## SHORT EXERCISE:
Set down, word for word, the stretch of the article on SAFE instruments from "In transaction advisory" through "concerns of enforcement.".

══ GIVEN PASSAGE ══

In transaction advisory we are seeing the term 'SAFE' come up more and more. Company founders may have raised or learnt of investment through SAFE notes and want to utilise it for funding rounds locally… and may not be receiving an open welcome to the investment modality. Why? Well, let's strike out the myth first - it is not just because it is not widely used in Bangladesh, but mainly because 'SAFE' instruments are not afforded the safety of being recognised in the relevant companies and securities laws of Bangladesh and therefore falls squarely into the category of a contract, which brings with it the concerns of enforcement.
The goal of this article is to explore what 'SAFE' instruments are and how/what can be done to make it an instrument of choice in our country for early-stage companies.
A Simple Agreement for Future Equity ("SAFE") is an instrument developed by Y Combinator in 2013 for equity financing, which has been adopted widely across jurisdictions (and recently in the Asian regions). SAFEs have come to be considered a potentially transformative tool addressing the gap of 'financing and funding' which is often the major challenge to growth for early-stage companies. The terms and conditions of SAFE agreements determine the relationship between the company and investor regarding equity rights for triggering liquidity events, allowing the parties to delay valuation while providing access to capital. SAFE agreements are meant to convert into company shares when new investors do priced rounds in future, and so there is no impact on the share capital of the company unless the investor receives the shares against her investment.

═══
══ STORED RECORDS ══

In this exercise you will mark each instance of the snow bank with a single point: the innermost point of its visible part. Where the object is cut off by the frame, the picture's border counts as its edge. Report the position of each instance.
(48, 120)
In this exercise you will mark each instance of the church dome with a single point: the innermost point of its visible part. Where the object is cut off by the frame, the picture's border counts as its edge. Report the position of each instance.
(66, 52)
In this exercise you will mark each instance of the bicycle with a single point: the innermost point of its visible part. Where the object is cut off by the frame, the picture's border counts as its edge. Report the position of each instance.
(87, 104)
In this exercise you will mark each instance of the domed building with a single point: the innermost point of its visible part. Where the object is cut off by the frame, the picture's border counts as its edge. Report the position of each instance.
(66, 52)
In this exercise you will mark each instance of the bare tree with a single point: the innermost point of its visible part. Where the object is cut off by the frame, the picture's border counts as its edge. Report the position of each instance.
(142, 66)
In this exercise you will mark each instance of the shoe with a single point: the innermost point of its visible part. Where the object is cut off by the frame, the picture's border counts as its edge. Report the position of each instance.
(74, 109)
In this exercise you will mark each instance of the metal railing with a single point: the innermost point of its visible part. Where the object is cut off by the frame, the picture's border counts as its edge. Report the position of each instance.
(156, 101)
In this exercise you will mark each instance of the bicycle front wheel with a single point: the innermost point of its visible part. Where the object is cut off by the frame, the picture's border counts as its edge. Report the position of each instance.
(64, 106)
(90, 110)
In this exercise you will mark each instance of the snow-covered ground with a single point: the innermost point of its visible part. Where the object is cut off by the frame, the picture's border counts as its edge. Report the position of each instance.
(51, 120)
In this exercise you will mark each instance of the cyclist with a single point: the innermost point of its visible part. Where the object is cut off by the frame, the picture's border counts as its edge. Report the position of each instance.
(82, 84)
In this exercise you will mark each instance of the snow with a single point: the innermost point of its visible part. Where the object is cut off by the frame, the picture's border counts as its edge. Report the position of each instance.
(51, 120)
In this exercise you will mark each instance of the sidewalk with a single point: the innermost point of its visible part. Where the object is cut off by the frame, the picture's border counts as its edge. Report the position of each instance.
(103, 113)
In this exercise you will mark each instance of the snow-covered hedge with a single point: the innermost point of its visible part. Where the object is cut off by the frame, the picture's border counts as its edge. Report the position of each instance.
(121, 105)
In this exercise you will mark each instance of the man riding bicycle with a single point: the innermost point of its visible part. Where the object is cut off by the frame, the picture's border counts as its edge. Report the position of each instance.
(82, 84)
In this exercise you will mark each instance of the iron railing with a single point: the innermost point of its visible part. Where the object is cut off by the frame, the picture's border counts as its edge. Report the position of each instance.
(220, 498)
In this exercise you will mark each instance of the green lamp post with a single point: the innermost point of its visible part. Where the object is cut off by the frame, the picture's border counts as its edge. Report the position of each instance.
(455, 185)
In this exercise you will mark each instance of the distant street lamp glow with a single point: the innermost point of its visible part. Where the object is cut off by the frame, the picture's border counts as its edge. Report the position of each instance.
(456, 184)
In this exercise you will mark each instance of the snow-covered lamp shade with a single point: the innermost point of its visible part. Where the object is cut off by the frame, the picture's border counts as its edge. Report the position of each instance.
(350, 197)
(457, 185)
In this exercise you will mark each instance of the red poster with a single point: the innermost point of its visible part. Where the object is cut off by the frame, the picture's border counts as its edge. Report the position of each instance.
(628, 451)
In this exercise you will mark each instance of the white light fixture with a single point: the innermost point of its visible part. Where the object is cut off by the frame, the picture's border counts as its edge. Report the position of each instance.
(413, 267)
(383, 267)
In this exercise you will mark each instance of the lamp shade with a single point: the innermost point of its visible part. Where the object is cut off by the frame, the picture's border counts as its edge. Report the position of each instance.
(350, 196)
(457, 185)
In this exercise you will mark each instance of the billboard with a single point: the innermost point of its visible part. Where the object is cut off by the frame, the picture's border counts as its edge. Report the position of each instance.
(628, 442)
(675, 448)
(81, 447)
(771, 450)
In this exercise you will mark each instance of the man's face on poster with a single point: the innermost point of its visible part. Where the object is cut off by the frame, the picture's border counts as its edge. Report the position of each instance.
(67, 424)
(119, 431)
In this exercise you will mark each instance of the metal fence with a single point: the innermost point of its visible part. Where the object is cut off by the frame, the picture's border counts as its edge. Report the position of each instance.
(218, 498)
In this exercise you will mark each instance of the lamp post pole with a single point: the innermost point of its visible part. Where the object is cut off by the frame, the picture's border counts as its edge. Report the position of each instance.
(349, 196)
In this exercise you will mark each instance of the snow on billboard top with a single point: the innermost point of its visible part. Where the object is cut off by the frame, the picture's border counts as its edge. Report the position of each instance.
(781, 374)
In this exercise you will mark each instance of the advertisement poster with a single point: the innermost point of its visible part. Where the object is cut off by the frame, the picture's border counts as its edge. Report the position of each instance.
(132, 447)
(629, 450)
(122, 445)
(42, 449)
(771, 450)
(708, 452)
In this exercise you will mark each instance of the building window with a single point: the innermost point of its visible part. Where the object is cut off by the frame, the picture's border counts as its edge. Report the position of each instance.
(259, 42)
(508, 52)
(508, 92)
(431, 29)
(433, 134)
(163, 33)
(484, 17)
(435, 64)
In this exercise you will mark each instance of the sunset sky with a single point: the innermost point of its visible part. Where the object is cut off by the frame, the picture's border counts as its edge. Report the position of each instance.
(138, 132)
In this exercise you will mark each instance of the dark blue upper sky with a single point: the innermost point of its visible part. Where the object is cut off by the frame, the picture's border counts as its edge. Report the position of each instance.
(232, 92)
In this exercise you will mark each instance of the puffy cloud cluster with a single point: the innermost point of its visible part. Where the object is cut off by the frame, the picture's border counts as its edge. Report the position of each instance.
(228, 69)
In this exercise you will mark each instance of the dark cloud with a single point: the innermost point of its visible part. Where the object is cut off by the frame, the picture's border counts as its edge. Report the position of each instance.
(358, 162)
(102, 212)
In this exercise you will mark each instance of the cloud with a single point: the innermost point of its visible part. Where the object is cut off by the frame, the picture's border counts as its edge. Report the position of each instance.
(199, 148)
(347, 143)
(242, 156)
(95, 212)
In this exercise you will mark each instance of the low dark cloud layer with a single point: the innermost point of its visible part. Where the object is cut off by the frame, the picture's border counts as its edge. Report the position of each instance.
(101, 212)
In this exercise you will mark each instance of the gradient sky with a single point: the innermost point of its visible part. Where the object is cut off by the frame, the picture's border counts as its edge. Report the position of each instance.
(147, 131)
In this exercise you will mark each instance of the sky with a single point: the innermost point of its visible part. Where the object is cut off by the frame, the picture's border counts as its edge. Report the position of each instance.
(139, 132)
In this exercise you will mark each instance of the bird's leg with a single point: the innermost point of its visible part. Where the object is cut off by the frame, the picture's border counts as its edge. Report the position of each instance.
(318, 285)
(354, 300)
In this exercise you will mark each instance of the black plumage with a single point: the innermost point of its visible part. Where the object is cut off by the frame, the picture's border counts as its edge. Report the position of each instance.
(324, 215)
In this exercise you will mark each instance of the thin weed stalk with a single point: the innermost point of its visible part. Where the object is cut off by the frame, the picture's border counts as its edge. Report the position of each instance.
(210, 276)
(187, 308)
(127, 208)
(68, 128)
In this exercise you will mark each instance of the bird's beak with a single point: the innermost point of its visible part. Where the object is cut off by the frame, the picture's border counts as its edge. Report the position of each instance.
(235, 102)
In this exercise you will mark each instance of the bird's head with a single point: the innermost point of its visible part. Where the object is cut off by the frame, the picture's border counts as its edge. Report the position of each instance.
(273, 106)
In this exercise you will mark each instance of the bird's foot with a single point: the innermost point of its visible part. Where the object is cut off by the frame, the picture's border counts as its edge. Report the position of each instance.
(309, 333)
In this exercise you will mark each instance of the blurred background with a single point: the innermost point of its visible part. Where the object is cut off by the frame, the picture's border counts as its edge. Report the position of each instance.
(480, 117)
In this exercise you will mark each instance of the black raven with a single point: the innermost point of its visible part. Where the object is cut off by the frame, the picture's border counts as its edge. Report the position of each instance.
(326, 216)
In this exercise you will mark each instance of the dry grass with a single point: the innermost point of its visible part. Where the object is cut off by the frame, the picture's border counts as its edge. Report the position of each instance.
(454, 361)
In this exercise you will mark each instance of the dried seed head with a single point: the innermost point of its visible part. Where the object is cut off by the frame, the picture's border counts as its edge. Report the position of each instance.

═══

## RESPONSE FOR THIS EXERCISE:
In transaction advisory we are seeing the term 'SAFE' come up more and more. Company founders may have raised or learnt of investment through SAFE notes and want to utilise it for funding rounds locally… and may not be receiving an open welcome to the investment modality. Why? Well, let's strike out the myth first - it is not just because it is not widely used in Bangladesh, but mainly because 'SAFE' instruments are not afforded the safety of being recognised in the relevant companies and securities laws of Bangladesh and therefore falls squarely into the category of a contract, which brings with it the concerns of enforcement.